# [What is asked]
Turn each line of the records below into a Markdown table with two columns, Row and Line. Number the rows in order and leave out any blank lines.

# [Dataset rows]
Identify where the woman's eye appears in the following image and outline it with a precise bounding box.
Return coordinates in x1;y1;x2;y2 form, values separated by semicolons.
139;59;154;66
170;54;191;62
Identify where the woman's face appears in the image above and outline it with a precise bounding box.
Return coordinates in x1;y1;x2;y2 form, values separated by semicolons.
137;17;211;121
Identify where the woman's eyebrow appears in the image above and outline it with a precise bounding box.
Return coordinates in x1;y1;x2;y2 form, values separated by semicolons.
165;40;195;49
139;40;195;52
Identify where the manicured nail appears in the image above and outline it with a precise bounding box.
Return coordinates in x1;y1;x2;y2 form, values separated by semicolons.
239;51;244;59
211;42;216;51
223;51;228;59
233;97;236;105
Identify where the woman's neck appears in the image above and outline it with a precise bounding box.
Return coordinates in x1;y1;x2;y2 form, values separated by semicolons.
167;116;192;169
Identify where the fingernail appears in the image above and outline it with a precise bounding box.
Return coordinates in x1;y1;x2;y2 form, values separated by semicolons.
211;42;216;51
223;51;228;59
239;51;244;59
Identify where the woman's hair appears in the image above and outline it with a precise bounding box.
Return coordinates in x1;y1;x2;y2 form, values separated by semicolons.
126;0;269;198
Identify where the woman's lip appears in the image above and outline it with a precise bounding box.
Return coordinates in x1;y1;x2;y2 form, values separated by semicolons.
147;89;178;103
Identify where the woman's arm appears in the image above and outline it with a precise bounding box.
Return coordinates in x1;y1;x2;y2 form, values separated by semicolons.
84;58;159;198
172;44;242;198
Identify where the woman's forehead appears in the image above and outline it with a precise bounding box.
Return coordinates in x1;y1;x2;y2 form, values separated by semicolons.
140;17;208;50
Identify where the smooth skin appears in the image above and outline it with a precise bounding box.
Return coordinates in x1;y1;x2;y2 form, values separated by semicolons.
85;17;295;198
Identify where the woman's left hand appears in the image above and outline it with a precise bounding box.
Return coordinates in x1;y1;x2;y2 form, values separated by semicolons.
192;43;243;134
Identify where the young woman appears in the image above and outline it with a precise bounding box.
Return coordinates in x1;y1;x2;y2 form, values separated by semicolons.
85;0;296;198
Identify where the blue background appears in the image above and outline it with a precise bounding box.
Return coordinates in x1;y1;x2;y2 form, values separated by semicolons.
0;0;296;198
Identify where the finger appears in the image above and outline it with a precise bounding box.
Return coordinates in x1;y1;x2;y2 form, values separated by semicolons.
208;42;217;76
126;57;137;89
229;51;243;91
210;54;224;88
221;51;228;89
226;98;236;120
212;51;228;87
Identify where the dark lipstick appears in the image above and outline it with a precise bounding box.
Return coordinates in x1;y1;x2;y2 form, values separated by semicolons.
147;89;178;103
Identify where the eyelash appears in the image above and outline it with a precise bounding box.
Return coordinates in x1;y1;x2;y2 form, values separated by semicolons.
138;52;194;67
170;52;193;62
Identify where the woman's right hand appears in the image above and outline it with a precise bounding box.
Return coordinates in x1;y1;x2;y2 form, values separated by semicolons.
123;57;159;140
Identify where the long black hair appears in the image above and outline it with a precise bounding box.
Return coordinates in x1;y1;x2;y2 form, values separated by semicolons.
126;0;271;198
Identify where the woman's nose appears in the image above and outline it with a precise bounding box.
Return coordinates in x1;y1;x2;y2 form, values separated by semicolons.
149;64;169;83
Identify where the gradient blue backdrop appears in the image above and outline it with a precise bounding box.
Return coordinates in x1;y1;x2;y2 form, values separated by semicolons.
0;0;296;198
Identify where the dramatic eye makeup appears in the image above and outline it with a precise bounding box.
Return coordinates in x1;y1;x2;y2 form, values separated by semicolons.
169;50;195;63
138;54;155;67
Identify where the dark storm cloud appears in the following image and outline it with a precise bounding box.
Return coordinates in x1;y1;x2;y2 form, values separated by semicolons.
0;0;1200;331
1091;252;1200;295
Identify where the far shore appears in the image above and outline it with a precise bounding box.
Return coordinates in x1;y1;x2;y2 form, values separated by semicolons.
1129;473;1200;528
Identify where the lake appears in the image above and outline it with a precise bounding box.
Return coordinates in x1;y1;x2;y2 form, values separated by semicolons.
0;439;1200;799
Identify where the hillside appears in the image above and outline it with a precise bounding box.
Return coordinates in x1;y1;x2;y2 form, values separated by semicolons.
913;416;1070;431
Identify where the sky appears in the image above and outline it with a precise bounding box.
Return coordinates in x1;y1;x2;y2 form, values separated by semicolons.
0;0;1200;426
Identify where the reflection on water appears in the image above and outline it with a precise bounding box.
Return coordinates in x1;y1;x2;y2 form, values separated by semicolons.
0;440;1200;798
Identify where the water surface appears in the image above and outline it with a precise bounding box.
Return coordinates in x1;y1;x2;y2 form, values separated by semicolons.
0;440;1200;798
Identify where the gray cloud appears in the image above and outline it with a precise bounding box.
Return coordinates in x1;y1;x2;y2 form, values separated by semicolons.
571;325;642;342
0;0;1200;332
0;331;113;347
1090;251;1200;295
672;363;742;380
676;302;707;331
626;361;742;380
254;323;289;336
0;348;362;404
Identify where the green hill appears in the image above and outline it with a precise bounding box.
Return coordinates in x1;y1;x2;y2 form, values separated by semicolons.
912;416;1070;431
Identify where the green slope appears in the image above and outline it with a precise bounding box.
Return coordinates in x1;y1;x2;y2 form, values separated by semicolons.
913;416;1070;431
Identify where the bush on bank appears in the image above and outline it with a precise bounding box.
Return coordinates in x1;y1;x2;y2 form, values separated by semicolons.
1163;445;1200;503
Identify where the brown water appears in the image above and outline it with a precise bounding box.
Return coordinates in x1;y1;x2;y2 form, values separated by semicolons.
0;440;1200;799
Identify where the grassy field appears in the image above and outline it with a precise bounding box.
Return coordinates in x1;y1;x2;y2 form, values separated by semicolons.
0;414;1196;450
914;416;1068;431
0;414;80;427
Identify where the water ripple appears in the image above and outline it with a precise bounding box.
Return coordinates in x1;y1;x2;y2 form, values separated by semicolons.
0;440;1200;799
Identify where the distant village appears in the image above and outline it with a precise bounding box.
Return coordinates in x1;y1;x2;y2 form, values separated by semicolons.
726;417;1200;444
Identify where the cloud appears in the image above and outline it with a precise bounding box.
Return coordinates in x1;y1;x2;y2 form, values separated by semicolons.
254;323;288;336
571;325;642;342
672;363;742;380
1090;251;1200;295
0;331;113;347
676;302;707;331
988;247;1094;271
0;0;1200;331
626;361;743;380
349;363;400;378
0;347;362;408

# [Solved exercise]
| Row | Line |
|---|---|
| 1 | Identify where the woman's eye appears in the following image and outline it with a precise bounding box. |
| 2 | Return coordinates in x1;y1;x2;y2 form, values separated by semicolons. |
| 3 | 139;59;154;66 |
| 4 | 170;54;191;62 |
| 5 | Identify where the woman's face appears in the image above and outline it with a precise bounding box. |
| 6 | Return coordinates in x1;y1;x2;y2 form, values separated by semicolons. |
| 7 | 137;17;211;121 |
| 8 | Identify where the woman's eyebrow appears in the image above and outline it with a precise bounding box. |
| 9 | Return coordinates in x1;y1;x2;y2 form, values separated by semicolons. |
| 10 | 165;40;195;49 |
| 11 | 139;40;195;52 |
| 12 | Identify where the manicured nail appears in the image above and outline it with a precise bounding box. |
| 13 | Return coordinates in x1;y1;x2;y2 form, values separated by semicolons. |
| 14 | 239;51;244;59 |
| 15 | 211;42;216;51 |
| 16 | 223;51;228;59 |
| 17 | 233;97;236;105 |
| 18 | Identify where the woman's neck appears in the image above and outline it with a precise bounding box. |
| 19 | Return coordinates in x1;y1;x2;y2 form, values separated by semicolons. |
| 20 | 167;116;192;169 |
| 21 | Identify where the fingernail appears in the image above and outline it with a precise bounding box. |
| 22 | Return coordinates in x1;y1;x2;y2 form, values separated by semicolons. |
| 23 | 211;42;216;51 |
| 24 | 223;51;228;59 |
| 25 | 239;51;244;59 |
| 26 | Identify where the woman's hair appears in the image above and outline it with a precise bounding box. |
| 27 | Return coordinates in x1;y1;x2;y2 form, values separated by semicolons. |
| 28 | 126;0;269;198 |
| 29 | Identify where the woman's lip appears in the image above and outline it with a precise bounding box. |
| 30 | Return coordinates in x1;y1;x2;y2 form, values separated by semicolons. |
| 31 | 147;89;178;103 |
| 32 | Identify where the woman's arm appears in the image above and outline it with a precise bounding box. |
| 33 | Return coordinates in x1;y1;x2;y2 form, values separated by semicolons. |
| 34 | 84;58;159;198 |
| 35 | 172;44;242;198 |
| 36 | Identify where the woman's forehead appears in the image above and outline it with a precise bounding box. |
| 37 | Return coordinates in x1;y1;x2;y2 form, values separated by semicolons. |
| 38 | 140;17;208;50 |
| 39 | Identify where the smooth skin appears in the image above and outline it with a precise bounding box. |
| 40 | Return coordinates in x1;y1;x2;y2 form, values separated by semicolons. |
| 41 | 85;17;295;198 |
| 42 | Identify where the woman's left hand appears in the image above and outline it with a precise bounding box. |
| 43 | Return coordinates in x1;y1;x2;y2 form, values separated by semicolons. |
| 44 | 192;43;243;134 |
| 45 | Identify where the young woman appears in the image above and outline it with a precise bounding box. |
| 46 | Return coordinates in x1;y1;x2;y2 form, values separated by semicolons. |
| 47 | 85;0;296;198 |
| 48 | Identify where the blue background appears in the image above and outline it with a precise bounding box. |
| 49 | Return coordinates in x1;y1;x2;y2 form, values separated by semicolons. |
| 50 | 0;0;296;198 |
| 51 | Identify where the finger appears in the image above and outline it with a precise bounding box. |
| 52 | Return coordinates in x1;y1;x2;y2 form, values separated by semicolons. |
| 53 | 208;42;217;76 |
| 54 | 126;57;137;89 |
| 55 | 229;51;243;91 |
| 56 | 210;54;224;88 |
| 57 | 221;51;228;89 |
| 58 | 226;98;236;120 |
| 59 | 212;51;228;87 |
| 60 | Identify where the dark lipstick appears in the image above and outline it with a precise bounding box. |
| 61 | Return coordinates in x1;y1;x2;y2 form, values separated by semicolons. |
| 62 | 147;89;178;103 |
| 63 | Identify where the eyelash appears in the image above and outline it with a precise bounding box. |
| 64 | Return coordinates in x1;y1;x2;y2 form, values separated by semicolons. |
| 65 | 138;52;194;67 |
| 66 | 170;52;193;62 |
| 67 | Identify where the woman's right hand appears in the image above and outline it with a precise bounding box. |
| 68 | Return coordinates in x1;y1;x2;y2 form, values separated by semicolons. |
| 69 | 123;57;159;140 |
| 70 | Identify where the long black hair appears in the image above and outline it with a precise bounding box. |
| 71 | Return coordinates in x1;y1;x2;y2 form, values separated by semicolons. |
| 72 | 126;0;271;198 |
| 73 | Identify where the woman's nose appears in the image above and outline it with a precise bounding box. |
| 74 | Return coordinates in x1;y1;x2;y2 form, values separated by semicolons. |
| 75 | 149;64;169;83 |
| 76 | Identify where the gradient blue backdrop appears in the image above and outline it with a precise bounding box. |
| 77 | Return coordinates in x1;y1;x2;y2 form, values separated by semicolons. |
| 78 | 0;0;296;198 |
| 79 | Identify where the dramatic eye makeup appears in the image above and outline it with a precise bounding box. |
| 80 | Return coordinates in x1;y1;x2;y2 form, values separated by semicolons. |
| 81 | 169;50;195;63 |
| 82 | 138;54;155;67 |
| 83 | Identify where the dark storm cloud appears in the following image and outline it with a precise bounding box. |
| 84 | Return coordinates in x1;y1;x2;y2 form, values separated by semicolons. |
| 85 | 0;0;1200;331 |
| 86 | 1091;252;1200;295 |
| 87 | Identify where the far shore appears in the image above and outline it with a precise bounding box. |
| 88 | Return coordinates in x1;y1;x2;y2 form, values separated by semicolons. |
| 89 | 1129;473;1200;528 |
| 90 | Identify where the lake appears in the image above and outline it with a precise bounding box. |
| 91 | Return coordinates in x1;y1;x2;y2 form, values separated by semicolons. |
| 92 | 0;439;1200;799 |
| 93 | Identify where the hillside appears in the image above and outline it with a precise bounding box. |
| 94 | Return coordinates in x1;y1;x2;y2 form, values separated by semicolons. |
| 95 | 913;416;1070;431 |
| 96 | Identify where the sky appears in the image above and outline it with a precise bounding box. |
| 97 | Return coordinates in x1;y1;x2;y2 form, values separated by semicolons. |
| 98 | 0;0;1200;426 |
| 99 | Identify where the reflection on water appears in the image above and outline it with a precise bounding box. |
| 100 | Return coordinates in x1;y1;x2;y2 form, values separated by semicolons. |
| 101 | 0;440;1200;798 |
| 102 | Identify where the water surface appears in the image above and outline it with a precise bounding box. |
| 103 | Return coordinates in x1;y1;x2;y2 form, values separated by semicolons. |
| 104 | 0;440;1200;798 |
| 105 | Identify where the gray cloud appears in the image above and outline it with a precise bounding box. |
| 106 | Return coordinates in x1;y1;x2;y2 form, values separated by semicolons. |
| 107 | 571;325;642;342 |
| 108 | 0;0;1200;332 |
| 109 | 0;331;113;347 |
| 110 | 1090;251;1200;295 |
| 111 | 672;363;742;380 |
| 112 | 676;302;707;331 |
| 113 | 626;361;742;380 |
| 114 | 254;323;289;336 |
| 115 | 0;348;362;404 |
| 116 | Identify where the green hill appears in the image above and outline it with a precise bounding box. |
| 117 | Return coordinates in x1;y1;x2;y2 form, values separated by semicolons. |
| 118 | 912;416;1070;431 |
| 119 | Identify where the green slope appears in the image above and outline it with a precise bounding box. |
| 120 | Return coordinates in x1;y1;x2;y2 form, values separated by semicolons. |
| 121 | 913;416;1070;431 |
| 122 | Identify where the bush on bank appears in the image above and outline it with a precise bounding box. |
| 123 | Return coordinates in x1;y1;x2;y2 form, values separated by semicolons. |
| 124 | 1163;445;1200;503 |
| 125 | Identify where the brown water appears in the image above and outline it with a precise bounding box. |
| 126 | Return coordinates in x1;y1;x2;y2 form, values separated by semicolons. |
| 127 | 0;440;1200;799 |
| 128 | Identify where the grassy field appears in the image above and outline it with a precise bounding box. |
| 129 | Return coordinates in x1;y1;x2;y2 form, values separated by semicolons. |
| 130 | 0;414;1196;450 |
| 131 | 914;416;1068;431 |
| 132 | 0;414;80;427 |
| 133 | Identify where the water ripple appears in the image above and outline it with a precise bounding box. |
| 134 | Return coordinates in x1;y1;x2;y2 form, values separated by semicolons. |
| 135 | 0;440;1200;799 |
| 136 | Identify where the distant village appears in the image above and outline it with a precise bounding box. |
| 137 | Return coordinates in x1;y1;x2;y2 form, values separated by semicolons. |
| 138 | 726;417;1200;444 |
| 139 | Identify where the cloud appears in the image above and outline it with a precise bounding box. |
| 140 | Return coordinates in x1;y1;x2;y2 form, values separated by semicolons. |
| 141 | 254;323;288;336 |
| 142 | 571;325;642;342 |
| 143 | 672;363;742;380 |
| 144 | 1090;251;1200;295 |
| 145 | 0;331;113;347 |
| 146 | 676;302;707;331 |
| 147 | 988;247;1094;271 |
| 148 | 0;0;1200;331 |
| 149 | 626;361;743;380 |
| 150 | 349;363;400;378 |
| 151 | 0;347;362;408 |